## Start Dataset records

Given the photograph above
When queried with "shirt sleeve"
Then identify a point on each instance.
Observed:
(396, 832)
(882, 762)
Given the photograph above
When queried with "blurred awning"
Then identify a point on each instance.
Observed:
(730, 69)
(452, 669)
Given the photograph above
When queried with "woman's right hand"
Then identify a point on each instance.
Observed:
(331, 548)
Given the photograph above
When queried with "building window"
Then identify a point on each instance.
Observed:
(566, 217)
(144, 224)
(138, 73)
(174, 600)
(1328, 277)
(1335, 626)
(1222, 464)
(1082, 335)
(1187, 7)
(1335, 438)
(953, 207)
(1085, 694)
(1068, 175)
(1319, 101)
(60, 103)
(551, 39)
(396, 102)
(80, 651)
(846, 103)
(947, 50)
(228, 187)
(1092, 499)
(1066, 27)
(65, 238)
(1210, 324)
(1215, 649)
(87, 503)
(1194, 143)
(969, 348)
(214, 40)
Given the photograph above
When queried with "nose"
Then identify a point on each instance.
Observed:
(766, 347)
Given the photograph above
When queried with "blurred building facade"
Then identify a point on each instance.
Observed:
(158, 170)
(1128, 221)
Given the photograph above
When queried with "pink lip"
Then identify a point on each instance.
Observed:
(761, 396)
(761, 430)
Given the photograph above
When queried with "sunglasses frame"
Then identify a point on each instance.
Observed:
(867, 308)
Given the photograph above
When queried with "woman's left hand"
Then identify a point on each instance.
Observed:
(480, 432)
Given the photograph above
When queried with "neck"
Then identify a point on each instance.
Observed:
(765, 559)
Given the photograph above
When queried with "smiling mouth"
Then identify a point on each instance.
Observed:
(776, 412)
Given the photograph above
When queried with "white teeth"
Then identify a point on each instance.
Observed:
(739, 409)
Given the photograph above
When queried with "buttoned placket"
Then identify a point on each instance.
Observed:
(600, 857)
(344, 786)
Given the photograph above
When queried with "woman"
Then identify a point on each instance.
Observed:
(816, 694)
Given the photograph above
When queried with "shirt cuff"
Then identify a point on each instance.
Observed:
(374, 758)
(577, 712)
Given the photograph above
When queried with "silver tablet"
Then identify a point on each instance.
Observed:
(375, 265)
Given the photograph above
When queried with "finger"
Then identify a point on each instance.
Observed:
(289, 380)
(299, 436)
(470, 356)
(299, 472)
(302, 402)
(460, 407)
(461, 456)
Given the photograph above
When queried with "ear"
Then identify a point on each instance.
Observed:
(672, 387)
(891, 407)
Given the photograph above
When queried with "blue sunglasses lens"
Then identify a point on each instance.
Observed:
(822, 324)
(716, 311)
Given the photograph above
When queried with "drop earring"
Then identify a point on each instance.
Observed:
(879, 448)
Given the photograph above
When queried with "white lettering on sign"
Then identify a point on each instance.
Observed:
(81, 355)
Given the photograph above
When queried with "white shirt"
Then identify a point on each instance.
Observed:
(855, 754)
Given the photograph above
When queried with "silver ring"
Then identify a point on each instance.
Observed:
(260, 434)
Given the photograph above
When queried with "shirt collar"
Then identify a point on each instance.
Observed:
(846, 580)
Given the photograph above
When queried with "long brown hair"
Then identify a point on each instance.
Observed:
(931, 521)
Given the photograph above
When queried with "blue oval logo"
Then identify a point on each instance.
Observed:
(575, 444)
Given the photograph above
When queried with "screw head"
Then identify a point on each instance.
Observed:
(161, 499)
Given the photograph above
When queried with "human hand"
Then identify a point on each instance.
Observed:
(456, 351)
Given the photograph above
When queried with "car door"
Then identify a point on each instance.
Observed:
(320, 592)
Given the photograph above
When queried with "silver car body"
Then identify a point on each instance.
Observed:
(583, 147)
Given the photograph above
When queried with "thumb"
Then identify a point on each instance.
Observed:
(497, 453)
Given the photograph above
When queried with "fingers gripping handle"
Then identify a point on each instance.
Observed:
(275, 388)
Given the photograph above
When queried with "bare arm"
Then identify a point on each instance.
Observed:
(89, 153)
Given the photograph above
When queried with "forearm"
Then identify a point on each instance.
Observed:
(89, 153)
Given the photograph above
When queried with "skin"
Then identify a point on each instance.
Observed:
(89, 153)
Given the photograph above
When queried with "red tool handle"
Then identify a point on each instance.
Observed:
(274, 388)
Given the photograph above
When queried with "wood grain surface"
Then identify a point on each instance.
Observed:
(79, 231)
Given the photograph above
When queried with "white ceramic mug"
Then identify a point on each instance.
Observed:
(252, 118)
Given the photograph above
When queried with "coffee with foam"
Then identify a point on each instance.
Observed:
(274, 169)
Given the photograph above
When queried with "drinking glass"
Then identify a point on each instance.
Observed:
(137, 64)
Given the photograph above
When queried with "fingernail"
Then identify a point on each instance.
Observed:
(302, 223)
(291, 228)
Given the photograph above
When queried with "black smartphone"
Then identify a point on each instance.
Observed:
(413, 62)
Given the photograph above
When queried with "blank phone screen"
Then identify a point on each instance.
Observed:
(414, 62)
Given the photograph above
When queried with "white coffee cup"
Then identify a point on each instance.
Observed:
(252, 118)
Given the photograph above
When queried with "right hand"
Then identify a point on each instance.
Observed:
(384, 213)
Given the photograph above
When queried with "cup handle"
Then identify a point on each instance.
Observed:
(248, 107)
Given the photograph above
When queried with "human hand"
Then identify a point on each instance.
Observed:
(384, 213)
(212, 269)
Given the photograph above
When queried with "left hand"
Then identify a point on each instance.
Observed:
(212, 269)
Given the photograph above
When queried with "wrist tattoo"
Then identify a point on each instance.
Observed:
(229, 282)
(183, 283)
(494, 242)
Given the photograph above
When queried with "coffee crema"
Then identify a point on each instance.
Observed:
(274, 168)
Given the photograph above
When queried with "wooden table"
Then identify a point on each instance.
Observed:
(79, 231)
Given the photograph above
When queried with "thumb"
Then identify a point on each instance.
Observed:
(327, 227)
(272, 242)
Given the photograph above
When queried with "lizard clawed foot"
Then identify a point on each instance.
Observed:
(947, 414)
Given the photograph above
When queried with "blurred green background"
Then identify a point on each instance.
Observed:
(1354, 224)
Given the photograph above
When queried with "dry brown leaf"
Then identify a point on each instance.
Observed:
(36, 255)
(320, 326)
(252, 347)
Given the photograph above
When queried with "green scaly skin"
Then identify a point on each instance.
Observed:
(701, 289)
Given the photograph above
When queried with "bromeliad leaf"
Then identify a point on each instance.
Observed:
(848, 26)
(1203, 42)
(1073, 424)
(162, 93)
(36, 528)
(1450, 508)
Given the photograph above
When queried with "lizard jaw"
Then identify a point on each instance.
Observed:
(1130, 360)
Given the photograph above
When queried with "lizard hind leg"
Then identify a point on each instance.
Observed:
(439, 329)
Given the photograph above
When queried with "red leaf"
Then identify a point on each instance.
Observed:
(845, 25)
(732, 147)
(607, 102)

## End Dataset records

To be done:
Exactly reproduce every line of the records.

Exercise result:
Given the photograph above
When queried with "shirt sleeve"
Then identify a point on each instance.
Observed:
(396, 832)
(882, 762)
Given the photograph above
When queried with "blurred awning"
Then identify a point on each instance.
Observed:
(730, 69)
(452, 669)
Given the photograph above
When queried with "woman's right hand"
Then identify a point on each instance.
Observed:
(331, 548)
Given the photograph above
When queried with "building window"
Then identify a point on each instance.
Observed:
(566, 217)
(144, 224)
(138, 73)
(174, 600)
(1328, 277)
(1335, 626)
(1222, 464)
(1082, 335)
(1187, 7)
(1335, 438)
(953, 207)
(1085, 694)
(1068, 175)
(1319, 101)
(60, 103)
(551, 39)
(396, 102)
(80, 651)
(846, 103)
(947, 50)
(228, 187)
(1092, 499)
(1066, 27)
(65, 238)
(1210, 324)
(1215, 649)
(87, 503)
(1194, 143)
(969, 348)
(214, 40)
Given the photograph above
When queried with "nose"
Then identify a point on each instance.
Observed:
(766, 347)
Given the photograph above
When queried with "blurred building facade"
Then identify a point on each instance.
Observed:
(158, 170)
(1128, 221)
Given the photograph above
When queried with "pink lip"
Then identify a point on each instance.
Observed:
(761, 396)
(761, 430)
Given the photograph above
When queried with "sunglasses frame"
Then identify a point on each instance.
Observed:
(867, 308)
Given the photograph above
When queried with "woman's left hand"
Then identify a point on each instance.
Observed:
(480, 432)
Given the photograph above
When queried with "neck"
Then identify a point on each instance.
Observed:
(765, 559)
Given the photograph above
When queried with "smiling mouth"
Then identify a point on each instance.
Observed:
(776, 412)
Given the photograph above
When queried with "white teeth"
Then identify a point on each instance.
Observed:
(739, 409)
Given the photograph above
When queried with "buttoned placket"
Then identify a point on each instance.
Observed:
(600, 857)
(344, 786)
Given the photograph above
When queried with "woman"
Then identify a point on each instance.
Observed:
(816, 694)
Given the photograph above
When queried with "shirt cuff"
Then identify a point on each instance.
Observed:
(374, 758)
(577, 712)
Given the photograph above
When queried with "silver tablet"
Then identify a point on each instance.
Observed:
(375, 265)
Given the photograph above
When queried with "finger"
Then identify a point on each instance.
Observed:
(289, 380)
(299, 436)
(470, 356)
(299, 472)
(302, 402)
(460, 407)
(461, 456)
Given the photograph above
When queried with "ear"
Then identify a point on each instance.
Observed:
(672, 387)
(891, 407)
Given the photograph above
When queried with "blue sunglasses lens"
Then identify a point on each instance.
Observed:
(822, 324)
(716, 311)
Given the photograph above
When queried with "drop earring"
Then identify a point on each instance.
Observed:
(879, 448)
Given the photograph above
When queried with "white lettering on sign"
Then identify a point on each instance.
Observed:
(81, 355)
Given the photograph above
When queried with "white shirt"
Then identify a point on each instance.
Observed:
(855, 754)
Given the photograph above
When queried with "silver ring"
Then identify a point on each instance.
Observed:
(260, 434)
Given the photograph above
When queried with "shirt collar"
Then identify a point on each instance.
Observed:
(846, 580)
Given the photograph above
When queried with "long brown hair"
Then identify a point on each instance.
Observed:
(931, 521)
Given the photograph above
When queried with "blue oval logo"
Then identify a point on each instance.
Observed:
(575, 444)
Given the photograph above
When queried with "screw head"
Then identify a point on each instance.
Observed:
(161, 499)
Given the photograph above
When queried with "human hand"
Then identify a point on each instance.
Observed:
(456, 351)
Given the photograph above
When queried with "car door"
Then identify a point on each instance.
Observed:
(320, 592)
Given the photograph above
When queried with "silver car body"
Then identify a point on each instance.
Observed:
(583, 147)
Given the photograph above
When queried with "thumb"
Then identify a point on each instance.
Observed:
(497, 453)
Given the photograph above
When queried with "fingers gripping handle"
Then identify a point on each instance.
Observed:
(275, 388)
Given the photograph above
When queried with "bare arm"
Then identify a point on each instance.
Observed:
(89, 153)
Given the photograph above
When queried with "forearm"
Then identify a point on each instance.
Observed:
(89, 153)
Given the photograph above
When queried with "skin"
Then identify a point on each instance.
Observed:
(89, 153)
Given the photograph above
When queried with "red tool handle"
Then identify a point on each instance.
Observed:
(274, 388)
Given the photograph above
When queried with "wood grain surface"
Then identify a point on each instance.
Observed:
(79, 231)
Given the photograph above
When queried with "white ceramic mug"
Then identify a point on each instance.
Observed:
(252, 118)
Given the photograph above
When queried with "coffee with foam"
Then identify a point on each instance.
Observed:
(274, 169)
Given the photograph above
When queried with "drinking glass"
Then identify a point on each instance.
Observed:
(137, 64)
Given the photograph above
When queried with "fingernail"
Then identify a point on each instance.
Observed:
(302, 223)
(291, 228)
Given the photograph above
When queried with "black smartphone"
Then identify a point on each instance.
Observed:
(413, 62)
Given the photograph above
When queried with "blank phone screen"
Then identify a point on each instance.
Observed:
(414, 62)
Given the photograph above
When queried with "white coffee cup"
Then identify a point on each instance.
Observed:
(252, 118)
Given the photograph above
When queried with "right hand"
Then identify a point on each instance.
Observed:
(384, 213)
Given the photograph above
When queried with "cup handle"
Then identify a point on each instance.
Observed:
(248, 107)
Given the photograph above
When queried with "human hand"
Then identify a point on each instance.
Observed:
(384, 213)
(212, 269)
Given the photograph above
When queried with "left hand"
Then identify a point on each instance.
Observed:
(212, 269)
Given the photograph above
When queried with "wrist tattoo"
Then identify a point on each instance.
Observed:
(229, 282)
(183, 283)
(494, 242)
Given the photograph above
When queried with "coffee crema"
Then identify a point on each instance.
Observed:
(274, 168)
Given the photograph above
When queried with "wooden table"
Then identify a point on each instance.
Observed:
(79, 231)
Given the photograph above
When queried with "thumb"
Then identify a point on each instance.
Observed:
(327, 227)
(272, 242)
Given the photograph above
When queried with "lizard clawed foot"
Then identify a point on each instance.
Observed:
(947, 414)
Given the photograph above
When queried with "blurred green background"
Then identify a point on each instance.
Observed:
(1354, 224)
Given the photograph above
When queried with "dry brown leaf"
Then identify a point on each instance.
Observed:
(36, 255)
(320, 326)
(252, 347)
Given the photograph above
When queried with "green scaly skin"
Then identify a point on each instance.
Observed:
(701, 289)
Given the photograph above
When queried with "bromeliad leaf"
Then identify a point on each instance.
Observed:
(848, 26)
(1203, 42)
(1073, 424)
(162, 93)
(36, 528)
(1450, 508)
Given the photograph above
When queried with "lizard jaw"
Then identify a point on each instance.
Observed:
(1130, 360)
Given the photograph above
When queried with "lizard hind leg"
Then identify a point on each instance.
Observed:
(439, 329)
Given the photograph above
When queried with "red leaf"
Then identify a point on each instance.
Observed:
(845, 25)
(732, 147)
(607, 102)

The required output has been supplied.